> **Objective**:
In the entries from the line containing "Wildlife-survey tagging: tag each instance of the child's face" through the last one, change "marker" to "dot" and give those lines again with nothing else altered.

> **The data**:
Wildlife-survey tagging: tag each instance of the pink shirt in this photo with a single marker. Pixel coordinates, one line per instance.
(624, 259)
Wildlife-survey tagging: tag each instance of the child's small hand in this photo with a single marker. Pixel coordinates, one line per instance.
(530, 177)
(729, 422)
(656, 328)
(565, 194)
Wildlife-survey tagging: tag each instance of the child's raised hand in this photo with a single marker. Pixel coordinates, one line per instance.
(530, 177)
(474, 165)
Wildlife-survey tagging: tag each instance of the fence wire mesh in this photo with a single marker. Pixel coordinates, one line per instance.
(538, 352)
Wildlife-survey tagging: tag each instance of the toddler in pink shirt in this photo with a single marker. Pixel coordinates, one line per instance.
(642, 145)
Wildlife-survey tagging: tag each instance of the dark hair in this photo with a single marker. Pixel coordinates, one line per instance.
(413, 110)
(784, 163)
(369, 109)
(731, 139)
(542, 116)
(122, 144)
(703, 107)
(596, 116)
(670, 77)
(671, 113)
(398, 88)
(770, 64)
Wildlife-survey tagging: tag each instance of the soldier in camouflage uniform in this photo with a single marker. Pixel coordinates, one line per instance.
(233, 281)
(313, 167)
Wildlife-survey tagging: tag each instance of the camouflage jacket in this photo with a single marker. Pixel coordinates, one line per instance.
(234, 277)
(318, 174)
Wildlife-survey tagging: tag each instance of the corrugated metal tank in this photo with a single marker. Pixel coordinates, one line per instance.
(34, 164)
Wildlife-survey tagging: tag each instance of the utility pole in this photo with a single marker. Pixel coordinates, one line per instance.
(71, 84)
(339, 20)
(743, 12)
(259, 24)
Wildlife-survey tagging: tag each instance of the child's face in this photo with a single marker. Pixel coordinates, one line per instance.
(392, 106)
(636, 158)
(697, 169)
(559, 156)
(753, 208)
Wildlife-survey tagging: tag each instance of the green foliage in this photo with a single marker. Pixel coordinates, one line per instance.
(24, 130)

> **Solution to this task**:
Wildlife-survey tagging: tag each instance of the child's face in this photo with a single dot. Pixel coordinates, one line per instance.
(392, 106)
(636, 158)
(697, 169)
(559, 156)
(753, 208)
Wildlife-survey tagging: tag each instance of the green foliage in this photo with a single dot. Pixel coordinates, one line per instance.
(24, 130)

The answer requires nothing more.